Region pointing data
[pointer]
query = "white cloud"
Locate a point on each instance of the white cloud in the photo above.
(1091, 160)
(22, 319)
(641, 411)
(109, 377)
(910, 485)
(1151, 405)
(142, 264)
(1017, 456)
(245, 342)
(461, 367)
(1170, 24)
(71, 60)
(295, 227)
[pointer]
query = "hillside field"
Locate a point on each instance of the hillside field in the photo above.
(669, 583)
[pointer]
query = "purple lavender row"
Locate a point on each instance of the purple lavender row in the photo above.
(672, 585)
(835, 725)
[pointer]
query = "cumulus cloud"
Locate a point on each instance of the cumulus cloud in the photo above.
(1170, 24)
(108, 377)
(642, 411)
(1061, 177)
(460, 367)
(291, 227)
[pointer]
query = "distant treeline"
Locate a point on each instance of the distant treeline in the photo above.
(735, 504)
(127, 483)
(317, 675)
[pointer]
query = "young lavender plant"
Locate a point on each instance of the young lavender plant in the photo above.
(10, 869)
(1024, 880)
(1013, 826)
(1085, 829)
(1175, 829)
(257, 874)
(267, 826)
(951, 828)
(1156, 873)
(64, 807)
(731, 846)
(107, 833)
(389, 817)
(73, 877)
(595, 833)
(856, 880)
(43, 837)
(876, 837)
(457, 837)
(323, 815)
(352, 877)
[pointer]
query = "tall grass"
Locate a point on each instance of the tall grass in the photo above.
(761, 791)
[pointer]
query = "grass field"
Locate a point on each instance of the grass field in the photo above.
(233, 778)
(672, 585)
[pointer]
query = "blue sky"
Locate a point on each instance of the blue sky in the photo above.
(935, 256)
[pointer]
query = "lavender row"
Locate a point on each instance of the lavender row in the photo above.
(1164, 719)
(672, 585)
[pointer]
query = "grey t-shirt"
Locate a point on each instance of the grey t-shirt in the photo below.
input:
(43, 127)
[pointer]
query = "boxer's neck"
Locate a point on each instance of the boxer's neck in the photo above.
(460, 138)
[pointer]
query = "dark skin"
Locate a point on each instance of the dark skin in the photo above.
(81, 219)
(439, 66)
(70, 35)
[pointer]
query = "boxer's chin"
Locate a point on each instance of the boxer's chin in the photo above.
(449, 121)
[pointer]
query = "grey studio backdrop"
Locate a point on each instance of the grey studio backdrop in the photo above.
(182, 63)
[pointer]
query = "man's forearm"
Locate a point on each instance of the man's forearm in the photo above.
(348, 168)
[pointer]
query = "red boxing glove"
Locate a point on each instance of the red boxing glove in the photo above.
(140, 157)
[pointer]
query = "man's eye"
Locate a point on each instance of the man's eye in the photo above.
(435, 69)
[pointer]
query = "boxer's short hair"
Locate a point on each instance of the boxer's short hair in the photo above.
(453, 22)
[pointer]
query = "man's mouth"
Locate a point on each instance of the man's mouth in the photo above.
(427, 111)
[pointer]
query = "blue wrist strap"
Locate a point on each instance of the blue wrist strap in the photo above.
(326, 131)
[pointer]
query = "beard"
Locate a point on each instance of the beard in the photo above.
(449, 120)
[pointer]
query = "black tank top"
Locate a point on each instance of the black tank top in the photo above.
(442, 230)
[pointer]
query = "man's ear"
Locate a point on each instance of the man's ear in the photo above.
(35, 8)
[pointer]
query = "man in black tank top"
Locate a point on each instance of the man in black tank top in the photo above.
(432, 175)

◆ **WHAT NEEDS TO BE DONE**
Exactly the lines from the one containing "Locate a point on each instance of the man in" through the final line of the records must appear in your reply, and no others.

◆ **WRITTEN ANSWER**
Locate a point on each instance of the man in black tank top in the photo above.
(432, 175)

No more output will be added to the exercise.